- _SET EXERCISE_: Output every line of the listing below as a Markdown table with the columns Number and Text, and skip any blank lines. Leave the pictures out.

- _GIVEN RECORDS_:

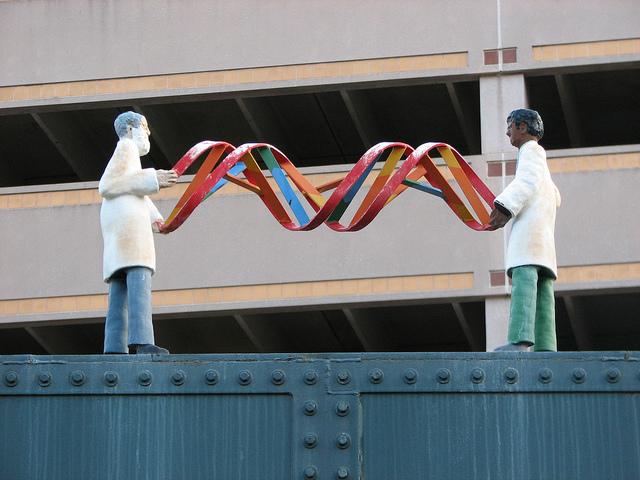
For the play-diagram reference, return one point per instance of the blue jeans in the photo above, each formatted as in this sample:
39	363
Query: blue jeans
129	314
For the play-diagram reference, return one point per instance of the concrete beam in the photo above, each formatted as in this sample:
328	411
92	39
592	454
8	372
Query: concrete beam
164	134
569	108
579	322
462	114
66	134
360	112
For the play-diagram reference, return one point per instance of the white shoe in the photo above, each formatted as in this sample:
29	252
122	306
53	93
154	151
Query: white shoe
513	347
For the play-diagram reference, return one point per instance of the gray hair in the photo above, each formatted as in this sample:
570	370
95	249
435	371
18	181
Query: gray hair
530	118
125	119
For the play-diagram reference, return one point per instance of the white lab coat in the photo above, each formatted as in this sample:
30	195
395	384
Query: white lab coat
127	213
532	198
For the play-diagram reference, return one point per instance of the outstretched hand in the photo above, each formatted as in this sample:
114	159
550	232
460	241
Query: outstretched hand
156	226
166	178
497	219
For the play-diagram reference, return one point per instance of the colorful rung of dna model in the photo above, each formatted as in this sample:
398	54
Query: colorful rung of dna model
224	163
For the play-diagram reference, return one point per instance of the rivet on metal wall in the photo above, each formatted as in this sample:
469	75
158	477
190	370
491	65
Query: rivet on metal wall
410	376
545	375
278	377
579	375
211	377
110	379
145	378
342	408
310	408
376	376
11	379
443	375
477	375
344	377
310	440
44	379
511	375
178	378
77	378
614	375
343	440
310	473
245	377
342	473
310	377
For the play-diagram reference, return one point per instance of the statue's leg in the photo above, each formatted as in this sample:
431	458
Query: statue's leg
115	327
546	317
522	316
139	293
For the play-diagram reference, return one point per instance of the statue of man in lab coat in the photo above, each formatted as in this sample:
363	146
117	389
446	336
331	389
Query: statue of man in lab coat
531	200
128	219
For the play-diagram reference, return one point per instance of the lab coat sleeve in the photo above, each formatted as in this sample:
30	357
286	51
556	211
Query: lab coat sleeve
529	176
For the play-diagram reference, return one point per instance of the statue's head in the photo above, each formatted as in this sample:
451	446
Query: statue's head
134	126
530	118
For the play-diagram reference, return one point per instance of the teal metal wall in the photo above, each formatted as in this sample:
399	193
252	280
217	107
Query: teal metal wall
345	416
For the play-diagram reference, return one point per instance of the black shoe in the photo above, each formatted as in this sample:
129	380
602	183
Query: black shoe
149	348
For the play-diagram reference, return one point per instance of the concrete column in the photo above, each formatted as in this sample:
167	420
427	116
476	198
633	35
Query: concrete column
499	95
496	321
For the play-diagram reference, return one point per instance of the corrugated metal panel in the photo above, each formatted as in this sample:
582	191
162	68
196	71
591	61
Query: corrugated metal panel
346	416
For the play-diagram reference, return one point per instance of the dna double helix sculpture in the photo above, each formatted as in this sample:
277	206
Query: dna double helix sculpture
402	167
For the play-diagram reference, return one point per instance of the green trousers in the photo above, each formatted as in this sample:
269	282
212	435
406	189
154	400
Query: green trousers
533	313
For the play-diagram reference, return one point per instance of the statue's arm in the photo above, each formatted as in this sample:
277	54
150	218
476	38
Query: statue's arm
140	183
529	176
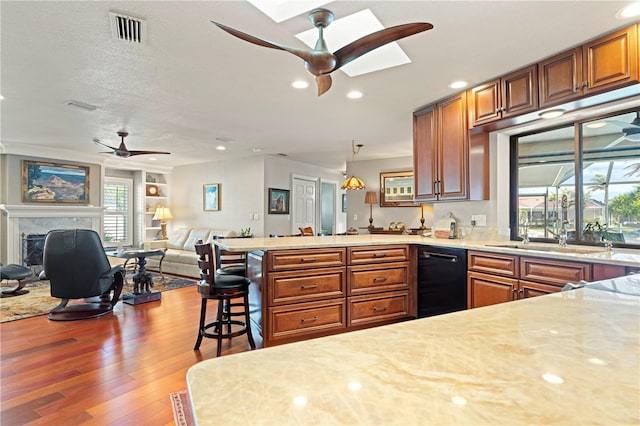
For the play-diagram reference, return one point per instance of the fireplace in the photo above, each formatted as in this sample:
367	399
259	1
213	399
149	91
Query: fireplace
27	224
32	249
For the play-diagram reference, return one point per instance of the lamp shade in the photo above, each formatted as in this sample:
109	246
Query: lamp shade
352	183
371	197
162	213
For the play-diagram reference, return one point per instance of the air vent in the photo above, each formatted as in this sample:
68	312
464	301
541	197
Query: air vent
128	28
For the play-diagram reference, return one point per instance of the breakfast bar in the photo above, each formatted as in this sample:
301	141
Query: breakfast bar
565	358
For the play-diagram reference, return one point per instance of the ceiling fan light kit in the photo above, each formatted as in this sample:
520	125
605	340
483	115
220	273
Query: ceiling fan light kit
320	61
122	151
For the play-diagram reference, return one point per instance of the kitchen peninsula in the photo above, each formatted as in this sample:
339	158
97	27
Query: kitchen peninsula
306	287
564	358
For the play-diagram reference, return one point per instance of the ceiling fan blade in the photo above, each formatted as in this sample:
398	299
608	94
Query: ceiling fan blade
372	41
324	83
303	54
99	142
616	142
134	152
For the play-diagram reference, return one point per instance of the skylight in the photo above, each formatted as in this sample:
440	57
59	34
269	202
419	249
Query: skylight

- _ANSWER TO THIS TASK_:
| Number | Text |
|---|---|
| 1 | For the play-diagram reference, return one point per instance of the blue jeans in the photo above, each formatted as in this sample: |
| 2 | 39	363 |
| 3 | Query: blue jeans |
| 4 | 129	314 |
| 5 | For the play-diagram reference, return one point per instance of the concrete beam in the photo above, each formatted as in this sample: |
| 6 | 328	411 |
| 7 | 92	39 |
| 8 | 592	454 |
| 9 | 8	372 |
| 10 | Query: concrete beam |
| 11 | 164	134 |
| 12 | 569	108 |
| 13 | 579	322 |
| 14 | 462	114 |
| 15 | 66	134 |
| 16 | 360	112 |
| 17 | For the play-diagram reference, return one point per instance of the white shoe in the photo above, each formatted as in this sample: |
| 18 | 29	252 |
| 19 | 122	306 |
| 20 | 53	93 |
| 21 | 154	151 |
| 22 | Query: white shoe |
| 23 | 513	347 |
| 24 | For the play-diagram reference, return one point per instance of the gray hair in the photo above, each formatted as in this sample: |
| 25 | 570	370 |
| 26 | 95	249 |
| 27 | 435	371 |
| 28 | 18	181 |
| 29 | Query: gray hair |
| 30 | 530	118 |
| 31 | 125	119 |
| 32 | For the play-diagram reference, return one point per instance of the white lab coat in the photo above, each formatted as in this sample: |
| 33 | 30	195 |
| 34 | 395	384 |
| 35 | Query: white lab coat |
| 36 | 127	213 |
| 37 | 532	198 |
| 38 | For the play-diagram reference, return one point per instance of the outstretched hand in the photo above, each formatted as in this sample: |
| 39 | 114	159 |
| 40 | 550	232 |
| 41 | 460	241 |
| 42 | Query: outstretched hand |
| 43 | 156	226 |
| 44 | 166	178 |
| 45 | 497	219 |
| 46 | For the play-diagram reference, return one point per instance of the colorful rung of dna model in the photo above, each formatted as in this sample: |
| 47 | 398	54 |
| 48 | Query: colorful rung of dna model |
| 49 | 224	163 |
| 50 | For the play-diagram reference, return one point per instance of the rivet on metal wall in the photo above, each formatted as in this sample: |
| 51 | 469	75 |
| 52 | 158	477 |
| 53 | 190	370 |
| 54 | 491	65 |
| 55 | Query: rivet on metal wall |
| 56 | 410	376 |
| 57 | 545	375 |
| 58 | 278	377 |
| 59 | 579	375 |
| 60 | 211	377 |
| 61 | 110	379 |
| 62 | 145	378 |
| 63 | 342	408 |
| 64 | 310	408 |
| 65 | 376	376 |
| 66 | 11	379 |
| 67 | 443	375 |
| 68 | 477	375 |
| 69 | 344	377 |
| 70 | 310	440 |
| 71 | 44	379 |
| 72 | 511	375 |
| 73 | 178	378 |
| 74 | 77	378 |
| 75 | 614	375 |
| 76 | 343	440 |
| 77 | 310	473 |
| 78 | 245	377 |
| 79 | 342	473 |
| 80 | 310	377 |
| 81 | For the play-diagram reference, return one point per instance of the statue's leg in the photo above, each formatted as in this sample: |
| 82 | 431	458 |
| 83 | Query: statue's leg |
| 84 | 115	327 |
| 85 | 546	317 |
| 86 | 522	316 |
| 87 | 139	293 |
| 88 | For the play-diagram reference, return one point per instance of the statue of man in lab coat in the photo above, each formatted as in this sample: |
| 89 | 363	146 |
| 90 | 117	389 |
| 91 | 446	336 |
| 92 | 331	389 |
| 93 | Query: statue of man in lab coat |
| 94 | 531	200 |
| 95 | 128	219 |
| 96 | For the play-diagram reference, return one point per instance of the lab coat sleeve in the photo above, each formatted as in this sample: |
| 97 | 30	357 |
| 98 | 286	51 |
| 99 | 556	211 |
| 100 | Query: lab coat sleeve |
| 101 | 529	176 |
| 102 | For the play-diagram reference, return one point per instance of the statue's head in the photo above, each formatted as in this sample: |
| 103 | 451	446 |
| 104 | Query: statue's head |
| 105 | 134	126 |
| 106 | 530	118 |
| 107 | For the play-diagram reference, return one point per instance of the teal metal wall in the photo above, each formatted as in this sample: |
| 108 | 399	193 |
| 109 | 252	280 |
| 110 | 217	107 |
| 111 | Query: teal metal wall |
| 112 | 345	416 |
| 113 | For the play-diagram reference, return one point per instance of the black shoe in the photo above, each formatted as in this sample: |
| 114 | 129	380 |
| 115 | 602	183 |
| 116 | Query: black shoe |
| 117 | 149	348 |
| 118 | For the play-diagram reference, return one point per instance of the concrete column in the photo above, each formatted as in this sample: |
| 119 | 167	420 |
| 120 | 427	116 |
| 121 | 476	198 |
| 122 | 633	35 |
| 123 | Query: concrete column |
| 124 | 499	95 |
| 125 | 496	321 |
| 126 | For the play-diagram reference, return one point per instance of the corrugated metal panel in the photo above, each formatted as in this sample: |
| 127 | 582	191 |
| 128 | 162	68 |
| 129 | 196	71 |
| 130 | 591	61 |
| 131 | Query: corrugated metal panel |
| 132 | 346	416 |
| 133 | For the play-diagram reference, return one point per instance of the dna double helix sculpture in the photo above, each formatted as in this sample: |
| 134 | 277	206 |
| 135 | Query: dna double helix sculpture |
| 136 | 402	167 |
| 137 | For the play-diagram reference, return one point per instance of the green trousers in the photo above, each formatted as in this sample: |
| 138 | 269	282 |
| 139 | 212	435 |
| 140 | 406	189 |
| 141 | 154	400 |
| 142 | Query: green trousers |
| 143 | 533	313 |
| 144 | For the play-diagram reference, return one point per instance of the statue's arm in the photo above, each formatted as in this sample: |
| 145 | 277	54 |
| 146 | 150	218 |
| 147 | 476	38 |
| 148 | Query: statue's arm |
| 149 | 140	183 |
| 150 | 529	176 |
| 151 | For the play-diagram reference, return one point per instance of the fireplace in the photo above, each formatted as in this sample: |
| 152 | 367	399 |
| 153 | 259	1 |
| 154 | 213	399 |
| 155 | 149	91 |
| 156 | Query: fireplace |
| 157 | 27	224 |
| 158 | 32	249 |
| 159 | For the play-diagram reference, return one point per instance of the lamp shade in the photo above, each formatted as in this sample: |
| 160 | 109	246 |
| 161 | Query: lamp shade |
| 162 | 352	183 |
| 163 | 371	197 |
| 164 | 162	213 |
| 165 | For the play-diagram reference, return one point per instance of the air vent in the photo above, each formatted as in this sample: |
| 166 | 68	312 |
| 167 | 464	301 |
| 168 | 541	197 |
| 169 | Query: air vent |
| 170 | 128	28 |
| 171 | For the play-diagram reference, return one point per instance of the breakfast bar in the photo above, each formatted as in this sample: |
| 172 | 301	141 |
| 173 | Query: breakfast bar |
| 174 | 565	358 |
| 175 | For the play-diagram reference, return one point per instance of the ceiling fan light kit in the photo above, each formatted as in this sample: |
| 176 | 520	125 |
| 177 | 605	340 |
| 178 | 483	115 |
| 179 | 220	273 |
| 180 | Query: ceiling fan light kit |
| 181 | 320	61 |
| 182 | 122	151 |
| 183 | For the play-diagram reference, return one point per instance of the kitchen peninsula in the photo above, each formatted as in this sample: |
| 184 | 339	158 |
| 185 | 97	27 |
| 186 | Query: kitchen peninsula |
| 187 | 306	287 |
| 188 | 564	358 |
| 189 | For the play-diagram reference, return one point per instance of the ceiling fan blade in the photo above, each formatted as in this sample: |
| 190 | 398	299 |
| 191 | 608	94 |
| 192 | Query: ceiling fan blade |
| 193 | 372	41 |
| 194 | 324	83 |
| 195 | 303	54 |
| 196 | 99	142 |
| 197 | 616	142 |
| 198 | 134	152 |
| 199 | For the play-diagram reference, return one point per instance of the skylight in the photo above, each formatted as in this sample: |
| 200 | 440	57 |
| 201 | 59	34 |
| 202 | 269	202 |
| 203 | 419	249 |
| 204 | Query: skylight |